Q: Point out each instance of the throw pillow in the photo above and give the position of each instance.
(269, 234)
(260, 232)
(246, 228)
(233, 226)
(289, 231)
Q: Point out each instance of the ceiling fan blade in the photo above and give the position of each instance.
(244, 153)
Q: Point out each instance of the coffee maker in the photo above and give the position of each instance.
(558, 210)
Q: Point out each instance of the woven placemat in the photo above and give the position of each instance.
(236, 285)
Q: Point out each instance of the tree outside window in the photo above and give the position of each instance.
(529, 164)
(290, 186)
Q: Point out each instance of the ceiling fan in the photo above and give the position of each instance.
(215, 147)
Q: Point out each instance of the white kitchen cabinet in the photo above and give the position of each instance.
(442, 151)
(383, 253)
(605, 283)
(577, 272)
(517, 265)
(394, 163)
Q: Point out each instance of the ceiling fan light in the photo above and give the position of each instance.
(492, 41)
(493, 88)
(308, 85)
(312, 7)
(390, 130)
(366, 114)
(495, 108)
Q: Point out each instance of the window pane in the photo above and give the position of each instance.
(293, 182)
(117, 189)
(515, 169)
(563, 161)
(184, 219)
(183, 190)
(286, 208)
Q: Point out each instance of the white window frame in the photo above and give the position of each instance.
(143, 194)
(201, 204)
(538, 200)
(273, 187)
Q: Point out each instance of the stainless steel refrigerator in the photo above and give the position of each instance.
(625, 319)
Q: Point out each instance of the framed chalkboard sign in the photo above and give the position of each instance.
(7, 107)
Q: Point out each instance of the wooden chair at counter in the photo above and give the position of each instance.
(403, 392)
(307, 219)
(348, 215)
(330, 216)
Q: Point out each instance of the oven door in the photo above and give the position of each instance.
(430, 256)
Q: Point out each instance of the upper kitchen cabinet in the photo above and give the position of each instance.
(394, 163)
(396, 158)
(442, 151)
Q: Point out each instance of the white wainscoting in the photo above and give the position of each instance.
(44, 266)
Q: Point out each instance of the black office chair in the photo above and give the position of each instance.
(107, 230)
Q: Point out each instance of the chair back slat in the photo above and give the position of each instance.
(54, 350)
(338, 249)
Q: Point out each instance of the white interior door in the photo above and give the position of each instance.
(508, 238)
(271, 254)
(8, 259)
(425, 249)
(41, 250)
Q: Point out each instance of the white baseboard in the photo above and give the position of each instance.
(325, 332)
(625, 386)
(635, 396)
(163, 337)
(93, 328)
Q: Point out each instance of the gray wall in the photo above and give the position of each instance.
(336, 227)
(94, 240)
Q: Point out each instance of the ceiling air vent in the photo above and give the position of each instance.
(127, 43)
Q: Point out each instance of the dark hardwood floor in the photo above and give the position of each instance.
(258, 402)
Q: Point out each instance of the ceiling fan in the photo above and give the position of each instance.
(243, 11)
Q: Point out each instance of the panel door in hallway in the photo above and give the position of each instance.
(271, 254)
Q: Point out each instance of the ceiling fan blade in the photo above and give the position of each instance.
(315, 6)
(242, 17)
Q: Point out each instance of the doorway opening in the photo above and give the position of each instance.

**Exercise details**
Reproduce the data, keeping every line exactly the same.

**Finished exercise**
Q: Point out each instance of the throw pillow in the photo above and give the position of each instance.
(269, 234)
(260, 232)
(246, 228)
(233, 226)
(289, 231)
Q: Point out each instance of the ceiling fan blade in the photo above and give the position of each instance.
(244, 153)
Q: Point out each instance of the coffee maker in the photo above and give the position of each instance.
(558, 210)
Q: Point out each instance of the woven placemat in the photo above and give the position of each instance.
(236, 285)
Q: Point out each instance of the tree outside window in the photo above and give the position of each instance.
(529, 164)
(290, 186)
Q: Point out each instance of the ceiling fan in the photo above and give the position of each instance.
(215, 147)
Q: Point out each instance of the white kitchen cabinet in the photo above and give the position of each instance.
(442, 151)
(383, 253)
(605, 283)
(577, 272)
(517, 265)
(394, 163)
Q: Point out each instance of the ceiling fan light in the photo above and give the position of each instance.
(492, 41)
(493, 88)
(308, 85)
(312, 7)
(390, 130)
(366, 114)
(495, 108)
Q: Point out each instance of the window pane in the photo above and give the position of each instance.
(293, 182)
(117, 189)
(515, 169)
(563, 161)
(184, 219)
(183, 190)
(286, 208)
Q: Point out each instance of the white window frame in the photo above and give the position of each instance.
(143, 194)
(201, 204)
(538, 200)
(273, 187)
Q: Point out each instance of the stainless steel refrigerator in the photo above and give the position of each instance.
(625, 319)
Q: Point out each instance of the framed chalkboard sign in the photo above and give the position of each instance.
(7, 107)
Q: Point out each instance of the wooden chair at counter in the photo above and give the position of each instance.
(403, 392)
(307, 219)
(348, 215)
(330, 216)
Q: Point out each instance of the oven door in the photo above and give the position of each instance.
(430, 256)
Q: Point out each instance of the upper kitchen cabinet in the photo above and give the position of each instance.
(394, 163)
(396, 158)
(442, 151)
Q: Point out each instance of the white wainscoting in the photo above and give the position of each instance.
(44, 266)
Q: Point out each instance of the black office chair in the photo above and give the position of each instance.
(107, 230)
Q: Point out each instance of the chair back slat in the photo above and give the position of each instance.
(54, 350)
(338, 249)
Q: Point out each instance of the white interior door in the photo above and give the position of each instance.
(508, 238)
(271, 254)
(8, 259)
(425, 249)
(41, 250)
Q: Point out each instance of the white baseboard in the photo above and give the position of each instance.
(325, 332)
(625, 386)
(635, 396)
(163, 337)
(93, 328)
Q: Point out each instance of the gray wall in the photo above and give the position of each instance.
(336, 227)
(94, 240)
Q: Point out each instance of the ceiling air vent in the photo above and give the position of each instance.
(127, 43)
Q: Point out each instance of the dark hardwood floor in the photo above and give the position of each instance.
(258, 402)
Q: Point out each instance of the ceiling fan in the photo above and give the position of each instance.
(243, 11)
Q: Point out each instance of the panel door in hallway in the photo above and give the position of each instance.
(271, 254)
Q: Point out each instance of the ceiling fan blade in the photo above and give the position of each instance.
(315, 6)
(242, 17)
Q: Point out each instance of the doorway opening in the photo above and give the position of each instance.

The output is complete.